-- begin RECORDS FOR THIS EXERCISE --

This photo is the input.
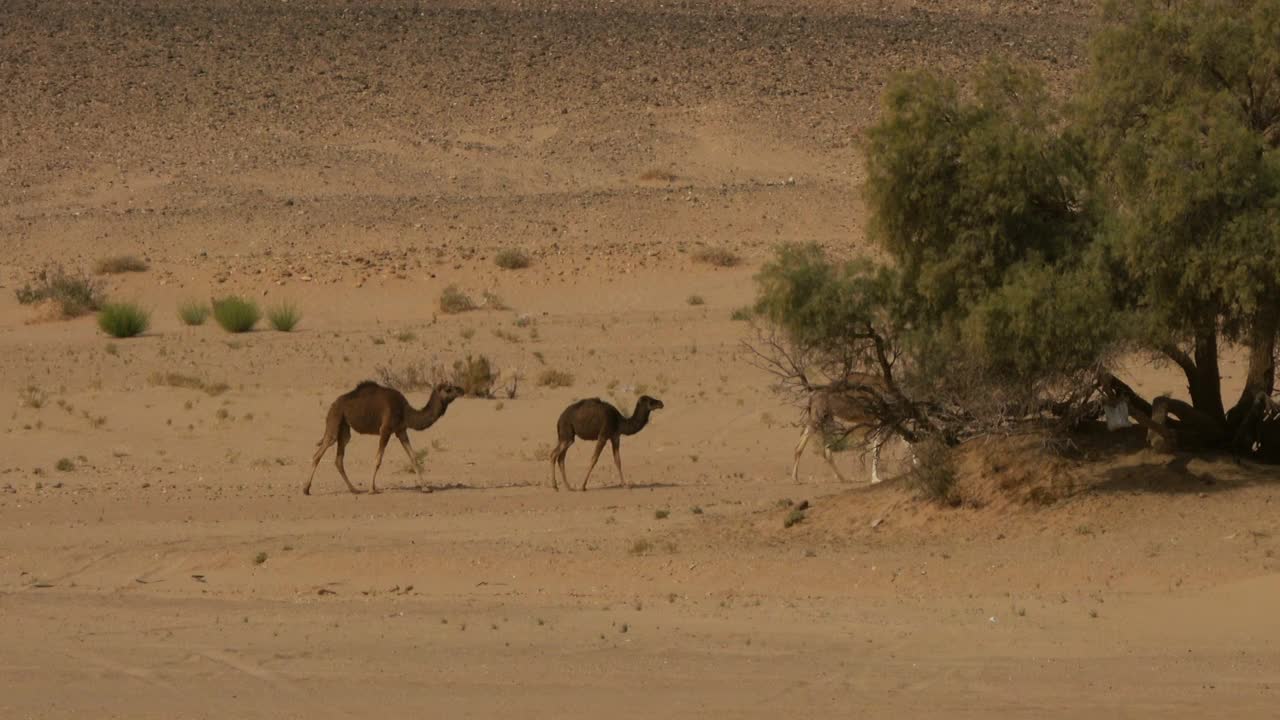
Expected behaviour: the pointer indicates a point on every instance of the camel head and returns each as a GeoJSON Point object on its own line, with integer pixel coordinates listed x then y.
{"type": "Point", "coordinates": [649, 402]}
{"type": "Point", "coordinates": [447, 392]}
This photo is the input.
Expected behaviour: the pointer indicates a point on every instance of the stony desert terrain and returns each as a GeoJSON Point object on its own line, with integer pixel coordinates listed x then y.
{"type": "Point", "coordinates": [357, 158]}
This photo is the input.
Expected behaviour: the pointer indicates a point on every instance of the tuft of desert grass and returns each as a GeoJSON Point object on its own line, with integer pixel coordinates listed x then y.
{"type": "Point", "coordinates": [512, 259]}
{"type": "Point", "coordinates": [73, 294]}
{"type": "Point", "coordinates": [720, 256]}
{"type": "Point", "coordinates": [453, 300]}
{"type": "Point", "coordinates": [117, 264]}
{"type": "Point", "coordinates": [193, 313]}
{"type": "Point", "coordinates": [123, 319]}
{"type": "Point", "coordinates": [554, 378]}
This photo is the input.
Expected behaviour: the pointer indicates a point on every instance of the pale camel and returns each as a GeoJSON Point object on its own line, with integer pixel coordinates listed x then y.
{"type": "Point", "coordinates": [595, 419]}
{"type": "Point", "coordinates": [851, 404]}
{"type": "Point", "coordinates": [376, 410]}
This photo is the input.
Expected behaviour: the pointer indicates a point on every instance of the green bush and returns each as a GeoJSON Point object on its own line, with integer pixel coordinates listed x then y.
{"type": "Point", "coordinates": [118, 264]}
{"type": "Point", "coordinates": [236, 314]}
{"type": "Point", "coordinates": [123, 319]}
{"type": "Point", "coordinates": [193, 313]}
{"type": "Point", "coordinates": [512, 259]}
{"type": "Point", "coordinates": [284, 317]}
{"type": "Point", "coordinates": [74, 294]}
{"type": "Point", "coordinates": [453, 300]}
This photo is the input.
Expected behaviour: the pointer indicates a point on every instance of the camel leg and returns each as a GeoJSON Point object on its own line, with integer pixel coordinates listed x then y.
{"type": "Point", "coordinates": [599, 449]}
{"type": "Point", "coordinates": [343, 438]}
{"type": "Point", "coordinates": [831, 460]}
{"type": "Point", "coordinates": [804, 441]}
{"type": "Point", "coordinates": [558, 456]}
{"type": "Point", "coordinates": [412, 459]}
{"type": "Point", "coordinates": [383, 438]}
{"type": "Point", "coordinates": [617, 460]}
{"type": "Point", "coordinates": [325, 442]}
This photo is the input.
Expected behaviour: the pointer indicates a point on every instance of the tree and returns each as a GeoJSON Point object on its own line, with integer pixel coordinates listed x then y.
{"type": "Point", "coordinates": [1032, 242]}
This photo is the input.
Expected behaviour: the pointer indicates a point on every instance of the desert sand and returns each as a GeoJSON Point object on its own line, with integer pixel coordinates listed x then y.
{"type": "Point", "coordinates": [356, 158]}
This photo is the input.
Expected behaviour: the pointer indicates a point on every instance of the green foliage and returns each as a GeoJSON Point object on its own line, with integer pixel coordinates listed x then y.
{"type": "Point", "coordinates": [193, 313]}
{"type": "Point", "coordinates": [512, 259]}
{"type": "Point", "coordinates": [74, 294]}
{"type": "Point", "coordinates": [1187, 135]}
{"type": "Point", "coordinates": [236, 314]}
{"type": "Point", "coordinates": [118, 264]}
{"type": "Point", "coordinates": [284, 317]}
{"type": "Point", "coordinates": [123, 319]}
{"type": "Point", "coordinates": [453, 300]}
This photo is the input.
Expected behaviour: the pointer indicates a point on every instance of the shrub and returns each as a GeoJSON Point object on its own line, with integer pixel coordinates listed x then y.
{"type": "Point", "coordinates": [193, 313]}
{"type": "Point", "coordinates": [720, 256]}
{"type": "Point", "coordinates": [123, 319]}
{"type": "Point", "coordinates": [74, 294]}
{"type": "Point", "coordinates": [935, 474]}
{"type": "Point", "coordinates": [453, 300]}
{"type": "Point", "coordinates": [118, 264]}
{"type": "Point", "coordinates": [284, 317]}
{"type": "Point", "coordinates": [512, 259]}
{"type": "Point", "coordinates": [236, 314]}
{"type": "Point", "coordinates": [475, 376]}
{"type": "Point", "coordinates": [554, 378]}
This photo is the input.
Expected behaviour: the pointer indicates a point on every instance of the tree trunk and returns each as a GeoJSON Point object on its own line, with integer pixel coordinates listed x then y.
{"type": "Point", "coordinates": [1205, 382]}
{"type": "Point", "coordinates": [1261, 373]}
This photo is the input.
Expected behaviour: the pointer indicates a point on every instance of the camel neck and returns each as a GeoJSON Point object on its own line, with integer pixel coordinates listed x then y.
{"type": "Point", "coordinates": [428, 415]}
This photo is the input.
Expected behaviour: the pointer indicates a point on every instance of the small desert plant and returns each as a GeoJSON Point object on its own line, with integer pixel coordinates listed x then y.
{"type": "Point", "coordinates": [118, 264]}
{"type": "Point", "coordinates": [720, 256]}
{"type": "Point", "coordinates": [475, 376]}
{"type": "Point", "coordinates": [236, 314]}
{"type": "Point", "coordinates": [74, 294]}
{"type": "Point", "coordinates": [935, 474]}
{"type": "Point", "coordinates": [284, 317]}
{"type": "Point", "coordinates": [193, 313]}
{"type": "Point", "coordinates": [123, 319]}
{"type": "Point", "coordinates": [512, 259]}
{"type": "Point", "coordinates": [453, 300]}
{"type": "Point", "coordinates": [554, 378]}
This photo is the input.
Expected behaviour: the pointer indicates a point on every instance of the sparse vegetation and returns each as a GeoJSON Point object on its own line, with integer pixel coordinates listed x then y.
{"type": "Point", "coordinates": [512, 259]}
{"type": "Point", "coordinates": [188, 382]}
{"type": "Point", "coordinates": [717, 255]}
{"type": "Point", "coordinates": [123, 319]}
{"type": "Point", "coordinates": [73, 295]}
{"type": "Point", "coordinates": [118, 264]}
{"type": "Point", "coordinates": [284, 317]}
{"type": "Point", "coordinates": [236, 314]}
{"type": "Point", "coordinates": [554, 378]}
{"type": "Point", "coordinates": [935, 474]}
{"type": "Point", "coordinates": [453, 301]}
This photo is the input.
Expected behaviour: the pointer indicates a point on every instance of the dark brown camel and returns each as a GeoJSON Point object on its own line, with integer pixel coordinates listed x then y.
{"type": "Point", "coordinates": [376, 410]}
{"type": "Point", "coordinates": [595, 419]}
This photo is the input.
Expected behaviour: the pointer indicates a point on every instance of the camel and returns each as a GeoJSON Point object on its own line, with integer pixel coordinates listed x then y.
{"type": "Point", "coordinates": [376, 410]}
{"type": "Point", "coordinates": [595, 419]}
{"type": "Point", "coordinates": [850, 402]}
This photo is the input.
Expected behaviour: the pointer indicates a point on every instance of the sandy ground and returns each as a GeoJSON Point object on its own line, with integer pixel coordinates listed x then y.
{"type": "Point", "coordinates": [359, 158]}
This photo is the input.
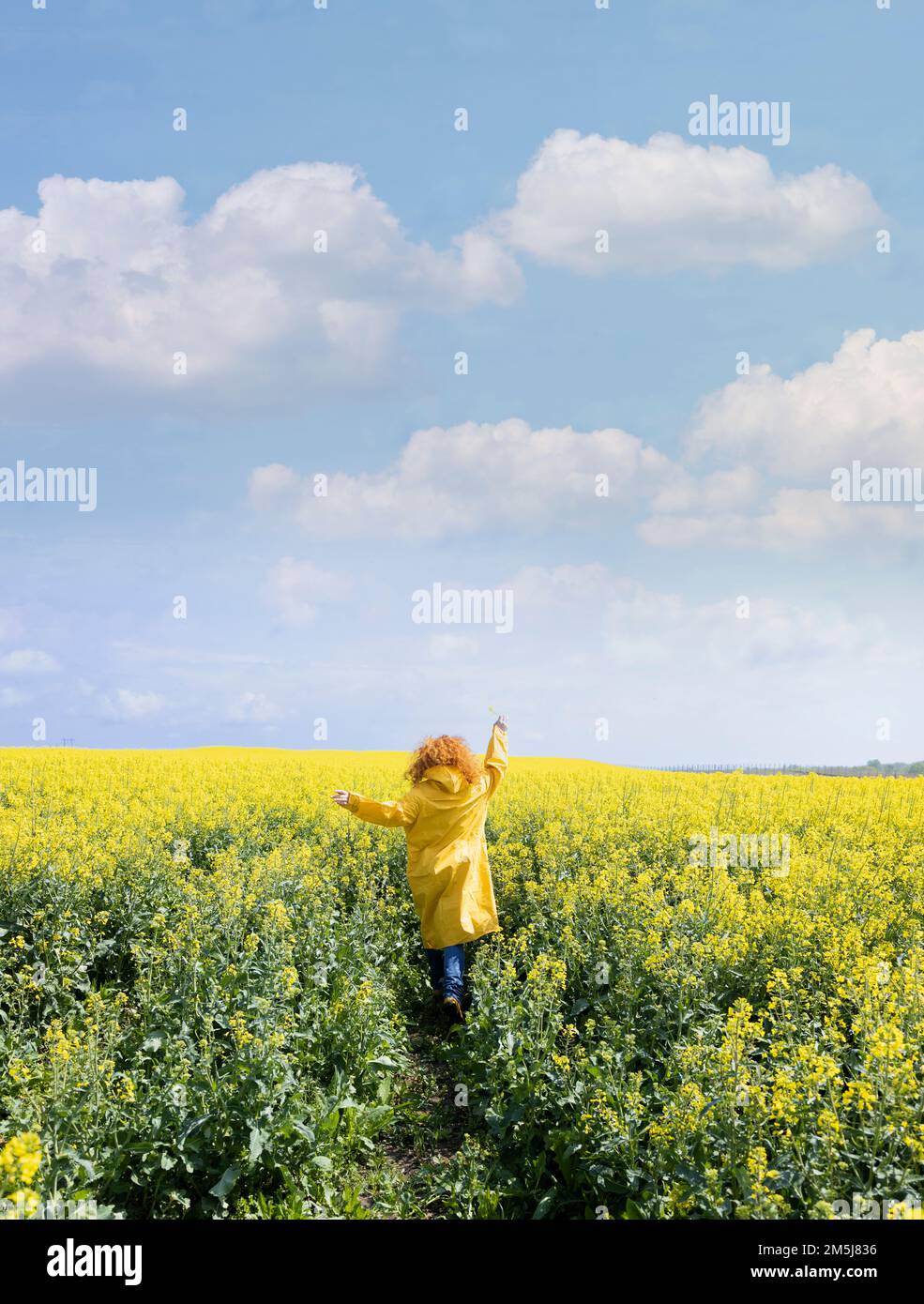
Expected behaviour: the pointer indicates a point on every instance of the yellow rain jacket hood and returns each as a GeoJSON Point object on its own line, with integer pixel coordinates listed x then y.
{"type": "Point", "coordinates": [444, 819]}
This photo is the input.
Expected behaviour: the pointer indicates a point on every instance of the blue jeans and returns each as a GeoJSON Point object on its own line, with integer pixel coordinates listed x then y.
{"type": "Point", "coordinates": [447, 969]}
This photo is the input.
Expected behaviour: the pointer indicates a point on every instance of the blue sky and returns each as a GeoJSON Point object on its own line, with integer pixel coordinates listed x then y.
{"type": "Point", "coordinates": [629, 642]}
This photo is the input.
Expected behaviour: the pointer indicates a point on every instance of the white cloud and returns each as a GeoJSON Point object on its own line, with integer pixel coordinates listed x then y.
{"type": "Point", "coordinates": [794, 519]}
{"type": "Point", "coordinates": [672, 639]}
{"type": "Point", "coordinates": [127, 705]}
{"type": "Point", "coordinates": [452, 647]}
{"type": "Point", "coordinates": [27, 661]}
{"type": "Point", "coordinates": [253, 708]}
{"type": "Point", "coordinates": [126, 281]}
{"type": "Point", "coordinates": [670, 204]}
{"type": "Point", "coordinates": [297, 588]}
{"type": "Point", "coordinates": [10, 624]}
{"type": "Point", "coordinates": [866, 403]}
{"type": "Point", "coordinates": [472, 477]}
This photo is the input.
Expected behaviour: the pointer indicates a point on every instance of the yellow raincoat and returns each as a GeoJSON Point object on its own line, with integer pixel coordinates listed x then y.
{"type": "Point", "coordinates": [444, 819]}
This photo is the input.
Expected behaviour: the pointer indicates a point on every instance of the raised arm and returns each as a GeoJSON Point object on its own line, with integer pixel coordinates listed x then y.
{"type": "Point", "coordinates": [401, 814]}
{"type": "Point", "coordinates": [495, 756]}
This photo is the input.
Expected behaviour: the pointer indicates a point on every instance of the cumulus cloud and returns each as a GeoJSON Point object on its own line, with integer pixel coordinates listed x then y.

-- end RECORDS FOR THIS EXERCISE --

▸ YOUR INSTRUCTIONS
Pick out every line in the listing above that contains the word "tree", and copy each one in full.

▸ SOLUTION TO THIS EXERCISE
Expected behaviour: the pointer indicates a point on every instance of the tree and returns each as a GeoJSON Point object on its own line, with integer pixel coordinates listed x then y.
Expected behaviour: the pointer indicates a point on every instance of the tree trunk and returns each as a GeoJSON Point object on its own line, with integer pixel coordinates listed x then y.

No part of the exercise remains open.